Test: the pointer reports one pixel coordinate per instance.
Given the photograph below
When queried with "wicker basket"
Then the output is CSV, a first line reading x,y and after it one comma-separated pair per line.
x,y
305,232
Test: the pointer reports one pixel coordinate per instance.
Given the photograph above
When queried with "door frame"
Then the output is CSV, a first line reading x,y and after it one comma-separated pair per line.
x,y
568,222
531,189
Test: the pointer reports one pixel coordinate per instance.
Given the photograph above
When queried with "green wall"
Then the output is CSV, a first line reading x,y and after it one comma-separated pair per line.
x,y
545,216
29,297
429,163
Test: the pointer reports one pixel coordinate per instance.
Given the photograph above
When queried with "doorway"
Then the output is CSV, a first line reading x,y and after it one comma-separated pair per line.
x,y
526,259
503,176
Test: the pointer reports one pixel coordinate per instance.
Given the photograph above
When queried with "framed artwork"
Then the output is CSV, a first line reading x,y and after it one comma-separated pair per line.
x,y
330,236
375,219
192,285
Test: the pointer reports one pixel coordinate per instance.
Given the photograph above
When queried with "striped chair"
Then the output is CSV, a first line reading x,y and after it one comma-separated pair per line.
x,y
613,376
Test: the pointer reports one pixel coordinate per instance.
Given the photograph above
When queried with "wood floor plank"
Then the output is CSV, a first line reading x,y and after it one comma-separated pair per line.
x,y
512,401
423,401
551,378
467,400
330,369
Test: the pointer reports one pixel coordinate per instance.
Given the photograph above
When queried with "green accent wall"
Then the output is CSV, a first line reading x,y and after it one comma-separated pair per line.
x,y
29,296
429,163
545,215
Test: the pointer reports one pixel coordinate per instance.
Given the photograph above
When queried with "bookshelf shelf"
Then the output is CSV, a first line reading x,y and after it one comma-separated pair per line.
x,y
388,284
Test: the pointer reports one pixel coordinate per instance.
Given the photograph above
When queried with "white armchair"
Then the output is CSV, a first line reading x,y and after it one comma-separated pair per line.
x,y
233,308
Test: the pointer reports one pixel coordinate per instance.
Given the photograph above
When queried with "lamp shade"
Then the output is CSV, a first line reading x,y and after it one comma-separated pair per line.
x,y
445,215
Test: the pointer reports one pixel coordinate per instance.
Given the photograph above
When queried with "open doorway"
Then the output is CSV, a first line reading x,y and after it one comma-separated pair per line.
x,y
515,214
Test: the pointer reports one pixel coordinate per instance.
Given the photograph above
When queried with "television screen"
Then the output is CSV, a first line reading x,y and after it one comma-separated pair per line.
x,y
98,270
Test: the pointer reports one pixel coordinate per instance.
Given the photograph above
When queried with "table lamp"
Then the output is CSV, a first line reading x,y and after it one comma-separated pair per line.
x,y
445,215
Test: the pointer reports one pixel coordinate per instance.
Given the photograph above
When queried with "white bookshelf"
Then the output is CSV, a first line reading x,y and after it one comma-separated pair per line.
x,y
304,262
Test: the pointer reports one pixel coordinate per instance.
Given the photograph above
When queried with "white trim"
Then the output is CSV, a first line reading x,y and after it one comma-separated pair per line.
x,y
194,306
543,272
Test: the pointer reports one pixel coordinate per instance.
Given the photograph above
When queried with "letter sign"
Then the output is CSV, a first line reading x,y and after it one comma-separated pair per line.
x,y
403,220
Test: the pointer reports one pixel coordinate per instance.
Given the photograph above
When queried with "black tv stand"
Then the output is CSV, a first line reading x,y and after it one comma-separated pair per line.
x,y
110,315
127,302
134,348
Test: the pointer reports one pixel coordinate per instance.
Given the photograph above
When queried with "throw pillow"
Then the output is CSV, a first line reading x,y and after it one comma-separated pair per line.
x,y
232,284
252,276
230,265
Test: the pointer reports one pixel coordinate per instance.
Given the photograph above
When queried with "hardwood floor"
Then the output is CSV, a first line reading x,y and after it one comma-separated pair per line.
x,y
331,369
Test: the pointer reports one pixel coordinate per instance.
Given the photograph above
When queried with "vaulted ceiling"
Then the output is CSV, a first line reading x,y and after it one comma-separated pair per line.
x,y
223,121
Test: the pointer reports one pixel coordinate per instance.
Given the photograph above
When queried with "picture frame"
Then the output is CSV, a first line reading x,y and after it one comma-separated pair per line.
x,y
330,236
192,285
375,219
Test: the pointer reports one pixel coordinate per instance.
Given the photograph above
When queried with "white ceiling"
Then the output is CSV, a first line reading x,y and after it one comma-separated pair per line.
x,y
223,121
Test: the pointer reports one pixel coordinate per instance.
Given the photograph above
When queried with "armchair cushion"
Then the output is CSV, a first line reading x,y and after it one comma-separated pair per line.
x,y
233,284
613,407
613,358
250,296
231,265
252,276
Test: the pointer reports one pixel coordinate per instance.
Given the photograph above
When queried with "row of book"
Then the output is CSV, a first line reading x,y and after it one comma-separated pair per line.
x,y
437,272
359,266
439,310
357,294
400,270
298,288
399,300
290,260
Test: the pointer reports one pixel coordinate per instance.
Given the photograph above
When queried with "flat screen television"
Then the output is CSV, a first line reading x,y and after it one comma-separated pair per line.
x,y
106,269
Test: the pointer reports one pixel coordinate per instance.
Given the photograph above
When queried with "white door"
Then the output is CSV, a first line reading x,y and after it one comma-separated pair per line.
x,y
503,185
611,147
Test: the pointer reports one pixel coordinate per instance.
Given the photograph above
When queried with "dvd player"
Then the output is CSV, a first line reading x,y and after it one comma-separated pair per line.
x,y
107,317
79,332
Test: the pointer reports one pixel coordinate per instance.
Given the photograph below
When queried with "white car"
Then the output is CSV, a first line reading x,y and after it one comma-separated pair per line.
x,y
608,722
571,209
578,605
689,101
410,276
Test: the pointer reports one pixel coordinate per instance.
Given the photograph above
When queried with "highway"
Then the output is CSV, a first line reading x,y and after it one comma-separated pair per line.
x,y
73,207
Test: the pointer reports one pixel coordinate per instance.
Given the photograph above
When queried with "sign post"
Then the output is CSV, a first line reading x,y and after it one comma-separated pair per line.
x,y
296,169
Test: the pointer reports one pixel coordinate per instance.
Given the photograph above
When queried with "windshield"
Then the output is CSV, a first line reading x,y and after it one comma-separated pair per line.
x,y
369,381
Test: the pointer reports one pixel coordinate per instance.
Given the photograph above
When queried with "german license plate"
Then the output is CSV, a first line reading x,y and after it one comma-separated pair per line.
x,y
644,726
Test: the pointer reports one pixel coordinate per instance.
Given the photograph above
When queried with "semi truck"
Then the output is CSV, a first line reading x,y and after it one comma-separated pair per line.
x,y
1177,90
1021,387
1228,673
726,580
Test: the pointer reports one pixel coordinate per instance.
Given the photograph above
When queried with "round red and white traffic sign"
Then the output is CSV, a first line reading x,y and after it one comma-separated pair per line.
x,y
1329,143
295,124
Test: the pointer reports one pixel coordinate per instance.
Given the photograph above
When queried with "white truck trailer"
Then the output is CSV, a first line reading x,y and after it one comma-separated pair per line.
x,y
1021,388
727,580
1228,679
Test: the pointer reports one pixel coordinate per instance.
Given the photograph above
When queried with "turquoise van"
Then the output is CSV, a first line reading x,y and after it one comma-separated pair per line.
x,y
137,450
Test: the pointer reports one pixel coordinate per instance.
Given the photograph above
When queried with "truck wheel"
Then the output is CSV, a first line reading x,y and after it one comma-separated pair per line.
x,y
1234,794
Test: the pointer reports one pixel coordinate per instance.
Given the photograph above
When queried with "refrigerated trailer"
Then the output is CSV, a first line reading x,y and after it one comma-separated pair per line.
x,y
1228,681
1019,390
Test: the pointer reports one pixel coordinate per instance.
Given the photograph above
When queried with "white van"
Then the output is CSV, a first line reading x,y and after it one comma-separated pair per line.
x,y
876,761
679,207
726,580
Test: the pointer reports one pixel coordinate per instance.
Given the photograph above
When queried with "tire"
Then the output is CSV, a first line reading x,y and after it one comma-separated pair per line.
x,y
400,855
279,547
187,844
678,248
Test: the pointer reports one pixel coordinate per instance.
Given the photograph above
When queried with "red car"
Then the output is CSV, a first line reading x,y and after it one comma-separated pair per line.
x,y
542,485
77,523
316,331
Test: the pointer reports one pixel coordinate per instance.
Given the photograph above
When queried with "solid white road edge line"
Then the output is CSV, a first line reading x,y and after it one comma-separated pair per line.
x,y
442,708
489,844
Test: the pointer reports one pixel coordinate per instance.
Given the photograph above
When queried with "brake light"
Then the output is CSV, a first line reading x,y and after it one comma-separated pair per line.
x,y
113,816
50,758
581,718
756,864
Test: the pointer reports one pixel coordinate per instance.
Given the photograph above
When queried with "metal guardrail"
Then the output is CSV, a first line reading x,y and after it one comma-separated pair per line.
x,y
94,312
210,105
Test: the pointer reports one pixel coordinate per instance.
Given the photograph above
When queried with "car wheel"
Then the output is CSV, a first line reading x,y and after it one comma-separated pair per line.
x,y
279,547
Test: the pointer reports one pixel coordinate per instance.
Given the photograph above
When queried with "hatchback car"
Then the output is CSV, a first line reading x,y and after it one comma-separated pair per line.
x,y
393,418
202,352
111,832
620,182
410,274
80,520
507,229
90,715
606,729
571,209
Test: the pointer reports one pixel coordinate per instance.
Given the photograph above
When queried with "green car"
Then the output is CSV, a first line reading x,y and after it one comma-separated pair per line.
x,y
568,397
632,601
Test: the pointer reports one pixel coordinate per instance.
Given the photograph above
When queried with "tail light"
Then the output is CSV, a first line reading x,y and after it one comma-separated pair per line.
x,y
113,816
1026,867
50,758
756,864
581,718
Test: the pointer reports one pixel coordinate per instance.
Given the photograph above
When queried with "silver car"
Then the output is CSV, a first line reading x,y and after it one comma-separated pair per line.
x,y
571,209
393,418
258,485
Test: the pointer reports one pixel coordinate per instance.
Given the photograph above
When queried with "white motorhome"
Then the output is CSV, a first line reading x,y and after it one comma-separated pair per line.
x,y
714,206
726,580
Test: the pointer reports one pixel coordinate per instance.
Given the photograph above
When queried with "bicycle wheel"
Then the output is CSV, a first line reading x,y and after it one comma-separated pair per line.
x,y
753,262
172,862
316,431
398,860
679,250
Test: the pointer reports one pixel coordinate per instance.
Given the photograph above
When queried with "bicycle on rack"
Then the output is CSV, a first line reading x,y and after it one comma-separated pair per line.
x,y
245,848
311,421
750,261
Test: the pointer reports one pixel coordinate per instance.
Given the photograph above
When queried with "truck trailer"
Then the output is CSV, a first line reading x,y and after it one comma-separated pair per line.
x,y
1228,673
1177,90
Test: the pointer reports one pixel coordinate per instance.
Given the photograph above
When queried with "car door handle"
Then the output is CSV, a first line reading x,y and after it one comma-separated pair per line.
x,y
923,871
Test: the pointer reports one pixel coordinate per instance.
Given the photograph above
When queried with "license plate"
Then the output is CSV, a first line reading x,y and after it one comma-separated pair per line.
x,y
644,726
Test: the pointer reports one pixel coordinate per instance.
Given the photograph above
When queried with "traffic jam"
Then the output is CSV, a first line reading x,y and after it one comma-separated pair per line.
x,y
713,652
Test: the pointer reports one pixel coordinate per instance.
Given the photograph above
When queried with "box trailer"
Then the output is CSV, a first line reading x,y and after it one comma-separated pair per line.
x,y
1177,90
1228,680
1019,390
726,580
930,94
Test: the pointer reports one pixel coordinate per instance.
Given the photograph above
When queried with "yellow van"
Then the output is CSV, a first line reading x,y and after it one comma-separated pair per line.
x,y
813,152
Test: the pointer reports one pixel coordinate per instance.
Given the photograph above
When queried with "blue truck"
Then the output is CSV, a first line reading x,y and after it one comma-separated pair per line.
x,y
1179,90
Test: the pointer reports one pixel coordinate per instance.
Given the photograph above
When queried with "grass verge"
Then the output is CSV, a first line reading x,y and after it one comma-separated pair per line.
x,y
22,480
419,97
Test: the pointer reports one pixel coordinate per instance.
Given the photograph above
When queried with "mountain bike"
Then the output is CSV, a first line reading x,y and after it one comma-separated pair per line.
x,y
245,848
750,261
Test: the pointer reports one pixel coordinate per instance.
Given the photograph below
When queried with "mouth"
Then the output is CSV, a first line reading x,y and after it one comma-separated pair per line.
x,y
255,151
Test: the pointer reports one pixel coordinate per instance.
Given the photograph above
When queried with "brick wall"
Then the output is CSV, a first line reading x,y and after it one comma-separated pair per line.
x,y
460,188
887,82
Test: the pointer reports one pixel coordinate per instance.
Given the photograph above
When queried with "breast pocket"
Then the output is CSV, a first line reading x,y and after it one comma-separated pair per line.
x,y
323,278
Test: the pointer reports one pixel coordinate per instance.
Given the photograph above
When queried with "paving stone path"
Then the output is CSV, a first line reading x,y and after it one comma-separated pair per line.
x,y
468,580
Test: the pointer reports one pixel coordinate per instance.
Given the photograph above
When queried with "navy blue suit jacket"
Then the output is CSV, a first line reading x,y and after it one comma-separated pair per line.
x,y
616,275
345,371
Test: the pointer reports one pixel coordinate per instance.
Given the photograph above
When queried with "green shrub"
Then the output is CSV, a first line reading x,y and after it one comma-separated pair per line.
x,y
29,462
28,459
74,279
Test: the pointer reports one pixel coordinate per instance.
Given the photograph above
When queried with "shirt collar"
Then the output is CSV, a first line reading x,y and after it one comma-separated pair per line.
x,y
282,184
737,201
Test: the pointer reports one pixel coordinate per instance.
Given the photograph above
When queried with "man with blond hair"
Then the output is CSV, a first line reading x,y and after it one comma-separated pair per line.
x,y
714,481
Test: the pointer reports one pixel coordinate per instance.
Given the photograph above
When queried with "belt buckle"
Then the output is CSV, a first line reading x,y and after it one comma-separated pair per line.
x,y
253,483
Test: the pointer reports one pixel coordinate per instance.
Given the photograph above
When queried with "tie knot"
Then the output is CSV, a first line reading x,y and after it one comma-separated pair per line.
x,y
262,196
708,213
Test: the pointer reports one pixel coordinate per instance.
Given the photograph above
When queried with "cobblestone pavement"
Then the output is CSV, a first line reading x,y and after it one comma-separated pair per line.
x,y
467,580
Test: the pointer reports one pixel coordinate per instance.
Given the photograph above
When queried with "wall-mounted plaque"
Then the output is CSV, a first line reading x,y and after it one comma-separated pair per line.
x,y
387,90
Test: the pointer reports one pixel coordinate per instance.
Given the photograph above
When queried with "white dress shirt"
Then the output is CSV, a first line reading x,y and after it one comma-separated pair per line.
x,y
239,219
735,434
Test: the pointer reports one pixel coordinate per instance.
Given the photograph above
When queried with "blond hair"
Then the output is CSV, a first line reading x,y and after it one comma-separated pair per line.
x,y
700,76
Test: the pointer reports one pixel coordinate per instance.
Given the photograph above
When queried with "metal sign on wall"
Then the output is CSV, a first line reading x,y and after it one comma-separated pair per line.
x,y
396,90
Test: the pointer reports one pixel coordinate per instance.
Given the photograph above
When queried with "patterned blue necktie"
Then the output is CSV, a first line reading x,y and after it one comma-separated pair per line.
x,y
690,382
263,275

******************************

Extract every line of the listing above that contains the string "screen". Matching is case-sensitive.

RESULT —
When queried with "television screen"
When queried with "flat screen television"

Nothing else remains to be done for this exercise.